We have reached the final day of our stay at Landis Farm CL and have decided to visit nearby Kirkcudbright, which, we have heard is an interesting town. Lynnie has identified a historic property she wants to visit and I have planned a walk taking me to a hydro power station.
We park in the main car park in the centre of the town. I am pleasantly surprised to find that this is free parking. We head in separate directions with Lynnie going off to Broughton House whilst I start my walk by heading to the bank of the River Dee and turning right alongside it. I cross the main A755 by Kirkcudbright Bridge and continue along the path besides the river.
Soon the path enters a park area and I continue by the river, the path leads to a wooden footbridge that I cross before turning left along the clear path on top of an embankment. It is low tide and the mudflats of the tidal River Dee are exposed. This is obviously a great habitat for wildlife.
Soon on the opposite side of the river is the grand Cumstoun House that was built in the grounds of the ruined Cumstoun Castle in the early 1800’s. The castle is not visible from here but dates from the early 16th Century.
The path now enters some trees, climbing above the river to reach the A711 by the Tongland Bridge. In 1803 bridge construction started here, but the span proved difficult and was washed away in floods. Thomas Telford was then commissioned to build this bridge completed in 1808. Apparently at this point the tidal river rises by six metres so the bridge needs to be substantial. It is a magnificent sight with its castellation.
I cross the road to join the footpath opposite which enters pasture, it soon heads under the arches of a former railway bridge.
Very soon the imposing Tongland Hydro-Electric Power Station comes into view on the opposite bank. This is one of a series of hydro power stations in Galloway. Built in 1935 in a wonderful Art Deco style it demonstrates that practicality does not always need to be ugly.
I keep to the path close to the river and go through a gate into woodland. This climbs above the river reaching a minor road by the Old Tongland Bridge. I turn left here and walk along a minor road passing houses in the village of Tongland. Leaving the village I come across an old industrial building. Such buildings always intrigue me; this is the former Galloway Car plant.
It was originally an aero engine plant for Arrol-Johnston, but when faced with closure the manager Thomas Pullinger, was persuaded by his daughter Dorothee to keep the factory going as a car plant to provide local employment. (A girl after my one heart.) She developed a workforce that was predominately managed and staffed by women. There were specific apprenticeships tailored for women, shorter than for men, because they learnt more quickly, and the “Galloway” cars were advertised as “a car made by ladies for others of their sex”. Apparently, the factory had two tennis courts on the roof. The factory only produced a few hundred cars and closed in 1923 when production switched to another site.
This is the type of industrial history that I love; I had no idea about this and could have easily passed the site without a second glance. After the cessation of car making the building was used for silk manufacturing and now appears to be a distribution centre.

Provided data:
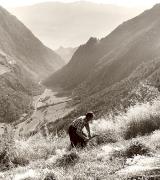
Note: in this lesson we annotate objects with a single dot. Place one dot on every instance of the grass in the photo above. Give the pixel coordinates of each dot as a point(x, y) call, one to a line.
point(119, 137)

Problem to solve: Transcribe the Kirkcudbright walk account, starting at the words "The path now" and stopping after the words "former railway bridge.".

Complete answer:
The path now enters some trees, climbing above the river to reach the A711 by the Tongland Bridge. In 1803 bridge construction started here, but the span proved difficult and was washed away in floods. Thomas Telford was then commissioned to build this bridge completed in 1808. Apparently at this point the tidal river rises by six metres so the bridge needs to be substantial. It is a magnificent sight with its castellation.
I cross the road to join the footpath opposite which enters pasture, it soon heads under the arches of a former railway bridge.